** start **

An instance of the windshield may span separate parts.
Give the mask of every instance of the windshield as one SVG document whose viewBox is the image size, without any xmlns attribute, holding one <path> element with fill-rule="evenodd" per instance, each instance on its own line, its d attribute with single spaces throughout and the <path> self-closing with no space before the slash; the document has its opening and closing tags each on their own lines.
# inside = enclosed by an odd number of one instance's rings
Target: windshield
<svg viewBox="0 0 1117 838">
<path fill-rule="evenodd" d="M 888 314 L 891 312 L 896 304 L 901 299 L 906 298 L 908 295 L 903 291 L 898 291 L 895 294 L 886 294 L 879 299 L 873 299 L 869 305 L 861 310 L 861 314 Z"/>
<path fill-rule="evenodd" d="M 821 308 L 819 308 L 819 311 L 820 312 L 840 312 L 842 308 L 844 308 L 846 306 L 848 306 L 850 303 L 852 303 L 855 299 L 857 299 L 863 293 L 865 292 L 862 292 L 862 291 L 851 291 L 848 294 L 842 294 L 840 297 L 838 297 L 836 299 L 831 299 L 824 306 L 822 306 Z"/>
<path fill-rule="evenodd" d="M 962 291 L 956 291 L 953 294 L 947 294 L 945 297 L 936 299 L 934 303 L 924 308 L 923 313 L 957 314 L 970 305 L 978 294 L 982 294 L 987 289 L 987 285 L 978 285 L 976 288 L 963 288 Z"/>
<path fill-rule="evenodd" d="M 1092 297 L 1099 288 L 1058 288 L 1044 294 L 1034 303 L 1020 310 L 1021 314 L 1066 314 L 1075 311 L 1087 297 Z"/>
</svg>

** end **

Directions for this task: Repeat the entries word for word, starting from their first line and continuing up to and including the line that contains "888 314 L 891".

Solution:
An instance of the windshield may span separate parts.
Give the mask of every instance of the windshield as one SVG document whose viewBox is the image size, without any xmlns attribute, holding one <path> element with fill-rule="evenodd" per instance, each instance on its own line, its d attribute with single spaces throughout and the <path> self-closing with no space before the slash; the document has its opening and closing tags each on their own lines.
# inside = enclosed by an odd number of one instance's rings
Target: windshield
<svg viewBox="0 0 1117 838">
<path fill-rule="evenodd" d="M 888 314 L 891 312 L 896 304 L 901 299 L 906 298 L 908 295 L 903 291 L 898 291 L 895 294 L 886 294 L 879 299 L 873 299 L 869 305 L 861 310 L 861 314 Z"/>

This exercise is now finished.